DIRECTIONS FOR THIS TASK
The material below must be retyped in full, with every line kept exactly as it is.

-- -- --

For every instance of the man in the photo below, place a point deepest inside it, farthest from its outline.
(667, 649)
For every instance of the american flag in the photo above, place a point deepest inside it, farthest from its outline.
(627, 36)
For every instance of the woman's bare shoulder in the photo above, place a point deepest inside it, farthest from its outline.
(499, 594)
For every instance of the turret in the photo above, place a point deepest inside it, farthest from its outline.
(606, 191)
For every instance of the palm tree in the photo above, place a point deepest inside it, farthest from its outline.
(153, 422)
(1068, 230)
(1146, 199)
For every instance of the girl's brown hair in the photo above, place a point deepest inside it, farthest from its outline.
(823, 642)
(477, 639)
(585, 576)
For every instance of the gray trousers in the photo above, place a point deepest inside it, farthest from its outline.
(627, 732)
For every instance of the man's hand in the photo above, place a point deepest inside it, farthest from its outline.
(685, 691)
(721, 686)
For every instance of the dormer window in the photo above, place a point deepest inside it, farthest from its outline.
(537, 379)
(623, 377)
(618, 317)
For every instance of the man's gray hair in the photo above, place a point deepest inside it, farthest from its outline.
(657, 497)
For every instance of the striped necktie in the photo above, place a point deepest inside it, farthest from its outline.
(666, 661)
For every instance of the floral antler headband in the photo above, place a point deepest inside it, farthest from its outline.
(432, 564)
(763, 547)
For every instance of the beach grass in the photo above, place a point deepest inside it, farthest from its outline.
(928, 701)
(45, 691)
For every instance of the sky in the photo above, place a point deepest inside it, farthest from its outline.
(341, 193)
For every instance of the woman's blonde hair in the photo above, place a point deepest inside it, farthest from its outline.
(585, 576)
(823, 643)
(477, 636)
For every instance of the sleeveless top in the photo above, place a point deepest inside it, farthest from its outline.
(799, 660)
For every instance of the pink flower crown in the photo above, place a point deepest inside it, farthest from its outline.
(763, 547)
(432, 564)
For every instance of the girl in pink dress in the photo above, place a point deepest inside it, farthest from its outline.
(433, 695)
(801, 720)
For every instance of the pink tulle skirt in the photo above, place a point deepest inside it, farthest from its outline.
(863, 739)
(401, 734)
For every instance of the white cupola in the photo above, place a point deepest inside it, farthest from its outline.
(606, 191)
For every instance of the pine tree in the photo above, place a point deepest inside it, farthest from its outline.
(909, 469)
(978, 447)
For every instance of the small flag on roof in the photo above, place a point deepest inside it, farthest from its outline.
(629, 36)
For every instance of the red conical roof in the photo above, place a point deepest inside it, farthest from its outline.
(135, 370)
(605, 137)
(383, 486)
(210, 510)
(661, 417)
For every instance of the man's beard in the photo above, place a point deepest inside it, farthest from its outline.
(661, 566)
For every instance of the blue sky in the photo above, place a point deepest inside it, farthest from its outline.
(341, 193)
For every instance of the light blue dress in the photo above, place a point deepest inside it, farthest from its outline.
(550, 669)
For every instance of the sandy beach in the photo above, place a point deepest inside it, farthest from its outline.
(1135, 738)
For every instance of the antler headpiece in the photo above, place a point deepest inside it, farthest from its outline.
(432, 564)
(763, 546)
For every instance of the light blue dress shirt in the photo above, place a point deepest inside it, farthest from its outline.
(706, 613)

-- -- --

ANSWER SPACE
For every instance of the man in the photo below, place a point deepest inside it, farthest from its outline.
(667, 649)
For every instance of the american flag in the photo above, place a point deepest inside it, farthest from its outline.
(627, 36)
For every instance of the woman's bare shoulder in the photo above, place a point deepest inside it, farthest from its outline.
(499, 594)
For every instance of the turret in the photo above, place a point deepest inside it, farthest from its outline.
(606, 191)
For every instance of the palm tree in the photo above, place a point deepest inside it, farthest from its outline.
(153, 422)
(1068, 230)
(1146, 199)
For every instance of the girl's brown hair in the photo above, place a point deepest inside it, farthest from its outline.
(823, 642)
(477, 639)
(585, 576)
For every instance of the gray trousers in the photo above, place a point deepest inside it, farthest from its outline.
(627, 732)
For every instance of the man's hand in the photo above, place a point deepest inside it, farthest from its outline.
(685, 691)
(721, 686)
For every instance of the dormer window in the photo above, place a point deepest inside it, farthest from its outline.
(537, 379)
(623, 377)
(618, 317)
For every instance of the man's gray hair in the photo above, place a point deepest inside it, farthest from its outline.
(657, 497)
For every instance of the striped necktie in the photo above, place a point deepest inside it, farthest from its outline.
(666, 661)
For every instance of the floral antler headband in the photo above, place a point deepest inside it, farthest from its outline.
(432, 564)
(763, 547)
For every instance of the beach grass in the photo above, place a point deepest inside it, farthest from its outline.
(928, 701)
(45, 691)
For every instance of the sky in the photo above, place a point deepest inside it, farthest from its outline.
(341, 193)
For every instance of the woman's blonde hair in the photo above, place a point deepest inside it, farthest from its outline.
(585, 576)
(823, 643)
(477, 636)
For every instance of the sleeveless top in the photo above, place a point deepest inside it, farthest from its outline.
(799, 660)
For every instance of the pink flower crown in the photo above, place a point deepest inside it, farthest from its outline.
(763, 547)
(432, 564)
For every instance of the girl in pink dress in the photo above, place a point deepest inside it, farthest from its outline.
(433, 695)
(801, 720)
For every instance of the pink tulle skirt in the photo above, place a point deepest inside it, farthest from its outline.
(863, 739)
(401, 734)
For every instance of the white cupola in the photo above, place a point deepest inside it, farthest from its outline.
(606, 191)
For every instance of the pine tree in the photo above, place a point deepest inside it, farthest from its outline.
(909, 469)
(978, 447)
For every instance of the small flag on roof in the photo above, place a point deepest inside it, farthest from its outline.
(629, 36)
For every instance of the red conical roof in the photo above, place a point deepest inside it, farthest from its outline.
(135, 370)
(605, 137)
(383, 486)
(210, 510)
(661, 417)
For every instance of the man's beard in the photo above, place a point deepest inside it, farthest from its outline.
(661, 566)
For every instance of the blue sky in the photo above, place a point deepest inside it, farthest from its outline.
(341, 193)
For every instance of the light blue dress in the photo above, place a point deepest inside it, farthest from its outline.
(550, 669)
For every instance of the sandy beach in the photo above, place a point deepest inside it, farthest from its outline.
(1135, 738)
For every instance of the antler headpiece in the photo above, place a point deepest inside it, farthest from its outline.
(432, 564)
(763, 546)
For every instance of the light blue dress shirt in the photo above, place a point deepest inside it, farthest from its outline.
(706, 613)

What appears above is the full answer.